**WHAT TO PRODUCE:**
In the records below, copy every line from the one with "Search the above image: is any spruce" through the end of the records, both ends and the requests included, and scale each box coordinate in the answers by 0.25, rounding to whole numbers with halves rounded up. Return only those lines, and leave the pictures out.

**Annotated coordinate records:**
——
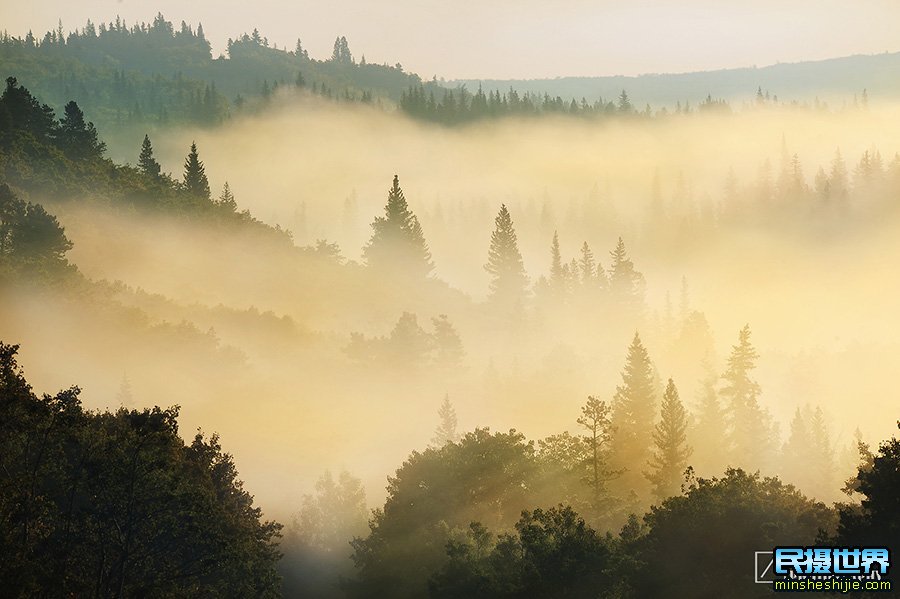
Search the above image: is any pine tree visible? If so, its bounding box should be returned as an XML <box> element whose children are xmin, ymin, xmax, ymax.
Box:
<box><xmin>184</xmin><ymin>143</ymin><xmax>209</xmax><ymax>201</ymax></box>
<box><xmin>645</xmin><ymin>378</ymin><xmax>693</xmax><ymax>501</ymax></box>
<box><xmin>484</xmin><ymin>204</ymin><xmax>528</xmax><ymax>305</ymax></box>
<box><xmin>431</xmin><ymin>395</ymin><xmax>459</xmax><ymax>448</ymax></box>
<box><xmin>578</xmin><ymin>241</ymin><xmax>597</xmax><ymax>287</ymax></box>
<box><xmin>609</xmin><ymin>237</ymin><xmax>644</xmax><ymax>317</ymax></box>
<box><xmin>218</xmin><ymin>181</ymin><xmax>237</xmax><ymax>212</ymax></box>
<box><xmin>363</xmin><ymin>175</ymin><xmax>434</xmax><ymax>278</ymax></box>
<box><xmin>550</xmin><ymin>231</ymin><xmax>566</xmax><ymax>294</ymax></box>
<box><xmin>721</xmin><ymin>325</ymin><xmax>774</xmax><ymax>469</ymax></box>
<box><xmin>431</xmin><ymin>314</ymin><xmax>466</xmax><ymax>368</ymax></box>
<box><xmin>577</xmin><ymin>395</ymin><xmax>619</xmax><ymax>508</ymax></box>
<box><xmin>610</xmin><ymin>333</ymin><xmax>656</xmax><ymax>497</ymax></box>
<box><xmin>138</xmin><ymin>134</ymin><xmax>161</xmax><ymax>181</ymax></box>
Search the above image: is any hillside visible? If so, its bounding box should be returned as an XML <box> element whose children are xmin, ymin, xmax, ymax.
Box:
<box><xmin>448</xmin><ymin>52</ymin><xmax>900</xmax><ymax>108</ymax></box>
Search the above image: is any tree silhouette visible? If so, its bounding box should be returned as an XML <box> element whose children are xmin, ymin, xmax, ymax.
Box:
<box><xmin>646</xmin><ymin>378</ymin><xmax>693</xmax><ymax>500</ymax></box>
<box><xmin>484</xmin><ymin>204</ymin><xmax>528</xmax><ymax>305</ymax></box>
<box><xmin>431</xmin><ymin>394</ymin><xmax>459</xmax><ymax>447</ymax></box>
<box><xmin>720</xmin><ymin>325</ymin><xmax>774</xmax><ymax>468</ymax></box>
<box><xmin>363</xmin><ymin>175</ymin><xmax>434</xmax><ymax>277</ymax></box>
<box><xmin>610</xmin><ymin>333</ymin><xmax>656</xmax><ymax>497</ymax></box>
<box><xmin>184</xmin><ymin>143</ymin><xmax>209</xmax><ymax>201</ymax></box>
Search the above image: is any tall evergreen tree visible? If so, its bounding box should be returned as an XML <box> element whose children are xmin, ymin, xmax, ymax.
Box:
<box><xmin>646</xmin><ymin>378</ymin><xmax>693</xmax><ymax>501</ymax></box>
<box><xmin>578</xmin><ymin>241</ymin><xmax>597</xmax><ymax>287</ymax></box>
<box><xmin>184</xmin><ymin>143</ymin><xmax>209</xmax><ymax>201</ymax></box>
<box><xmin>431</xmin><ymin>314</ymin><xmax>466</xmax><ymax>368</ymax></box>
<box><xmin>691</xmin><ymin>362</ymin><xmax>728</xmax><ymax>477</ymax></box>
<box><xmin>577</xmin><ymin>395</ymin><xmax>619</xmax><ymax>509</ymax></box>
<box><xmin>720</xmin><ymin>325</ymin><xmax>774</xmax><ymax>468</ymax></box>
<box><xmin>550</xmin><ymin>231</ymin><xmax>566</xmax><ymax>293</ymax></box>
<box><xmin>610</xmin><ymin>333</ymin><xmax>656</xmax><ymax>498</ymax></box>
<box><xmin>609</xmin><ymin>237</ymin><xmax>644</xmax><ymax>317</ymax></box>
<box><xmin>363</xmin><ymin>175</ymin><xmax>434</xmax><ymax>277</ymax></box>
<box><xmin>484</xmin><ymin>204</ymin><xmax>528</xmax><ymax>305</ymax></box>
<box><xmin>431</xmin><ymin>394</ymin><xmax>459</xmax><ymax>448</ymax></box>
<box><xmin>56</xmin><ymin>100</ymin><xmax>106</xmax><ymax>160</ymax></box>
<box><xmin>138</xmin><ymin>134</ymin><xmax>161</xmax><ymax>180</ymax></box>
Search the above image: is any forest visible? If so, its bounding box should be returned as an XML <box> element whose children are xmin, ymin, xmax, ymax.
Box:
<box><xmin>0</xmin><ymin>15</ymin><xmax>900</xmax><ymax>598</ymax></box>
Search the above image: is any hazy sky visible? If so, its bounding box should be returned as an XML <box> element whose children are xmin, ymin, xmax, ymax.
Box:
<box><xmin>0</xmin><ymin>0</ymin><xmax>900</xmax><ymax>79</ymax></box>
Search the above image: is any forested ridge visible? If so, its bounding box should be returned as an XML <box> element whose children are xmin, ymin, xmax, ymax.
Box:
<box><xmin>0</xmin><ymin>44</ymin><xmax>900</xmax><ymax>597</ymax></box>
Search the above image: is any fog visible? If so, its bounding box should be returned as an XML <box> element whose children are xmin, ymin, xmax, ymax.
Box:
<box><xmin>0</xmin><ymin>88</ymin><xmax>900</xmax><ymax>519</ymax></box>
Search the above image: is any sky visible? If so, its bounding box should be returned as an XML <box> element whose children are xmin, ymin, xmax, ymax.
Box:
<box><xmin>0</xmin><ymin>0</ymin><xmax>900</xmax><ymax>79</ymax></box>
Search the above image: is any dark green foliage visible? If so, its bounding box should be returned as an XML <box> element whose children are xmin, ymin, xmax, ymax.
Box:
<box><xmin>184</xmin><ymin>143</ymin><xmax>209</xmax><ymax>202</ymax></box>
<box><xmin>720</xmin><ymin>325</ymin><xmax>774</xmax><ymax>468</ymax></box>
<box><xmin>0</xmin><ymin>344</ymin><xmax>280</xmax><ymax>597</ymax></box>
<box><xmin>429</xmin><ymin>506</ymin><xmax>614</xmax><ymax>598</ymax></box>
<box><xmin>484</xmin><ymin>204</ymin><xmax>528</xmax><ymax>307</ymax></box>
<box><xmin>836</xmin><ymin>422</ymin><xmax>900</xmax><ymax>550</ymax></box>
<box><xmin>348</xmin><ymin>429</ymin><xmax>536</xmax><ymax>597</ymax></box>
<box><xmin>363</xmin><ymin>175</ymin><xmax>434</xmax><ymax>278</ymax></box>
<box><xmin>138</xmin><ymin>135</ymin><xmax>161</xmax><ymax>180</ymax></box>
<box><xmin>632</xmin><ymin>469</ymin><xmax>835</xmax><ymax>597</ymax></box>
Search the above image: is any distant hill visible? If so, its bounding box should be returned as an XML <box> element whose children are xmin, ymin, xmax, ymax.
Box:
<box><xmin>454</xmin><ymin>52</ymin><xmax>900</xmax><ymax>108</ymax></box>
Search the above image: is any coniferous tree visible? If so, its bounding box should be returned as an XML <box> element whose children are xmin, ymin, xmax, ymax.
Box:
<box><xmin>484</xmin><ymin>204</ymin><xmax>528</xmax><ymax>305</ymax></box>
<box><xmin>550</xmin><ymin>231</ymin><xmax>566</xmax><ymax>294</ymax></box>
<box><xmin>721</xmin><ymin>325</ymin><xmax>774</xmax><ymax>468</ymax></box>
<box><xmin>431</xmin><ymin>314</ymin><xmax>466</xmax><ymax>368</ymax></box>
<box><xmin>610</xmin><ymin>333</ymin><xmax>656</xmax><ymax>498</ymax></box>
<box><xmin>55</xmin><ymin>100</ymin><xmax>106</xmax><ymax>160</ymax></box>
<box><xmin>184</xmin><ymin>143</ymin><xmax>209</xmax><ymax>201</ymax></box>
<box><xmin>218</xmin><ymin>181</ymin><xmax>237</xmax><ymax>212</ymax></box>
<box><xmin>363</xmin><ymin>175</ymin><xmax>434</xmax><ymax>277</ymax></box>
<box><xmin>609</xmin><ymin>237</ymin><xmax>644</xmax><ymax>317</ymax></box>
<box><xmin>138</xmin><ymin>134</ymin><xmax>161</xmax><ymax>180</ymax></box>
<box><xmin>431</xmin><ymin>394</ymin><xmax>459</xmax><ymax>448</ymax></box>
<box><xmin>577</xmin><ymin>395</ymin><xmax>620</xmax><ymax>509</ymax></box>
<box><xmin>578</xmin><ymin>241</ymin><xmax>597</xmax><ymax>287</ymax></box>
<box><xmin>646</xmin><ymin>378</ymin><xmax>693</xmax><ymax>501</ymax></box>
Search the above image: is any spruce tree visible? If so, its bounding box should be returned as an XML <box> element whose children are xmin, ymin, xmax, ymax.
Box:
<box><xmin>720</xmin><ymin>325</ymin><xmax>774</xmax><ymax>469</ymax></box>
<box><xmin>691</xmin><ymin>362</ymin><xmax>728</xmax><ymax>477</ymax></box>
<box><xmin>577</xmin><ymin>395</ymin><xmax>619</xmax><ymax>509</ymax></box>
<box><xmin>484</xmin><ymin>204</ymin><xmax>528</xmax><ymax>305</ymax></box>
<box><xmin>550</xmin><ymin>231</ymin><xmax>566</xmax><ymax>294</ymax></box>
<box><xmin>578</xmin><ymin>241</ymin><xmax>597</xmax><ymax>287</ymax></box>
<box><xmin>645</xmin><ymin>378</ymin><xmax>693</xmax><ymax>501</ymax></box>
<box><xmin>610</xmin><ymin>333</ymin><xmax>656</xmax><ymax>498</ymax></box>
<box><xmin>56</xmin><ymin>101</ymin><xmax>106</xmax><ymax>160</ymax></box>
<box><xmin>609</xmin><ymin>237</ymin><xmax>644</xmax><ymax>317</ymax></box>
<box><xmin>218</xmin><ymin>181</ymin><xmax>237</xmax><ymax>212</ymax></box>
<box><xmin>431</xmin><ymin>395</ymin><xmax>459</xmax><ymax>448</ymax></box>
<box><xmin>184</xmin><ymin>143</ymin><xmax>209</xmax><ymax>201</ymax></box>
<box><xmin>138</xmin><ymin>134</ymin><xmax>161</xmax><ymax>181</ymax></box>
<box><xmin>363</xmin><ymin>175</ymin><xmax>434</xmax><ymax>278</ymax></box>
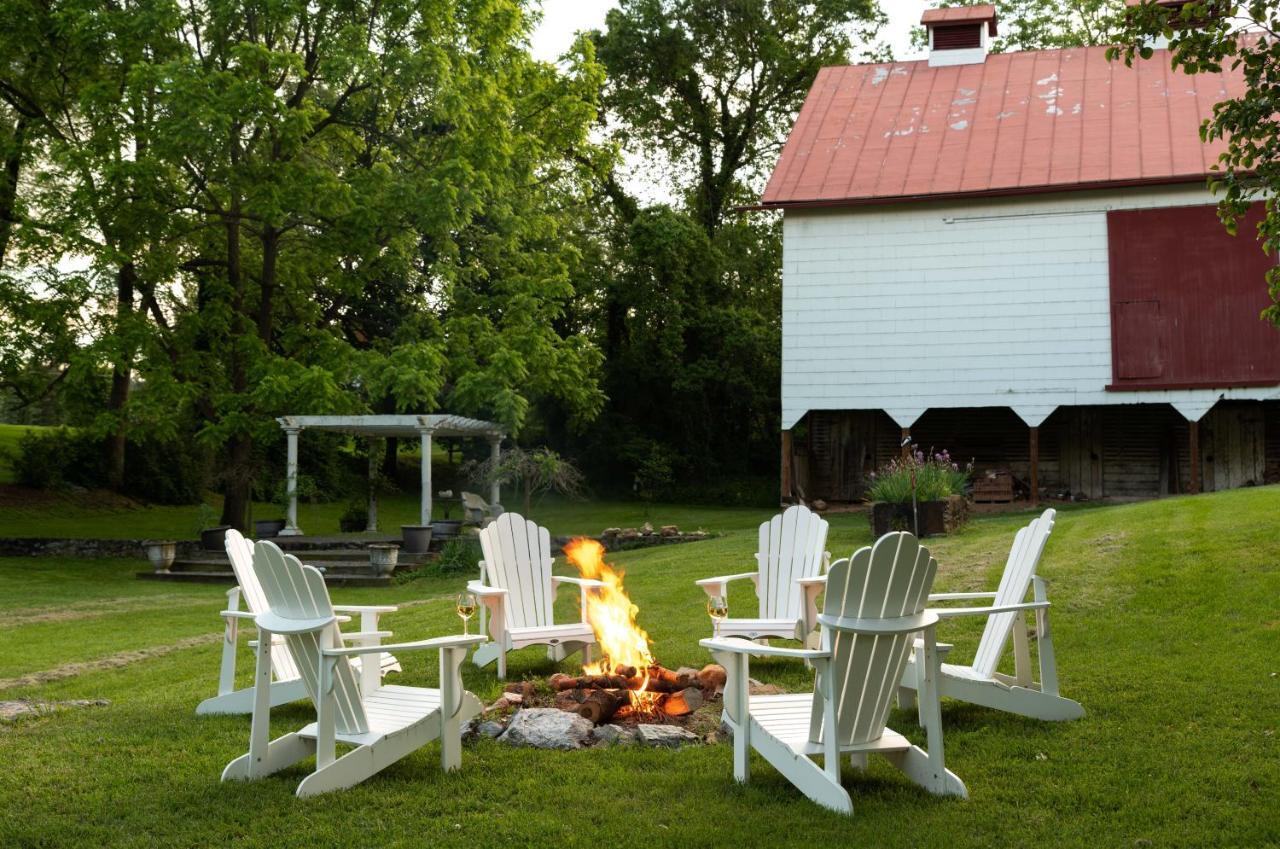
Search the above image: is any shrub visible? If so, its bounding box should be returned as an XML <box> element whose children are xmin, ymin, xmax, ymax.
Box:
<box><xmin>868</xmin><ymin>446</ymin><xmax>973</xmax><ymax>505</ymax></box>
<box><xmin>13</xmin><ymin>428</ymin><xmax>209</xmax><ymax>505</ymax></box>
——
**FULL ANSWER:**
Search the above image: is any spruce tree visible? If so, its bounding box should be returned as an XML <box> element whose children are xmin, ymin, xmax, ymax.
Box:
<box><xmin>180</xmin><ymin>81</ymin><xmax>194</xmax><ymax>117</ymax></box>
<box><xmin>173</xmin><ymin>91</ymin><xmax>182</xmax><ymax>119</ymax></box>
<box><xmin>144</xmin><ymin>99</ymin><xmax>155</xmax><ymax>127</ymax></box>
<box><xmin>121</xmin><ymin>51</ymin><xmax>132</xmax><ymax>76</ymax></box>
<box><xmin>138</xmin><ymin>58</ymin><xmax>142</xmax><ymax>74</ymax></box>
<box><xmin>145</xmin><ymin>60</ymin><xmax>149</xmax><ymax>72</ymax></box>
<box><xmin>161</xmin><ymin>95</ymin><xmax>173</xmax><ymax>125</ymax></box>
<box><xmin>153</xmin><ymin>83</ymin><xmax>164</xmax><ymax>125</ymax></box>
<box><xmin>14</xmin><ymin>25</ymin><xmax>27</xmax><ymax>40</ymax></box>
<box><xmin>152</xmin><ymin>59</ymin><xmax>161</xmax><ymax>79</ymax></box>
<box><xmin>55</xmin><ymin>45</ymin><xmax>59</xmax><ymax>53</ymax></box>
<box><xmin>108</xmin><ymin>99</ymin><xmax>115</xmax><ymax>112</ymax></box>
<box><xmin>46</xmin><ymin>36</ymin><xmax>52</xmax><ymax>50</ymax></box>
<box><xmin>35</xmin><ymin>34</ymin><xmax>40</xmax><ymax>45</ymax></box>
<box><xmin>91</xmin><ymin>44</ymin><xmax>109</xmax><ymax>70</ymax></box>
Search the above image: is any shrub visible? If so, its bounding box should be returned as an XML <box> element whose children are xmin, ymin, xmax, ymax.
Box:
<box><xmin>217</xmin><ymin>112</ymin><xmax>243</xmax><ymax>126</ymax></box>
<box><xmin>3</xmin><ymin>107</ymin><xmax>52</xmax><ymax>126</ymax></box>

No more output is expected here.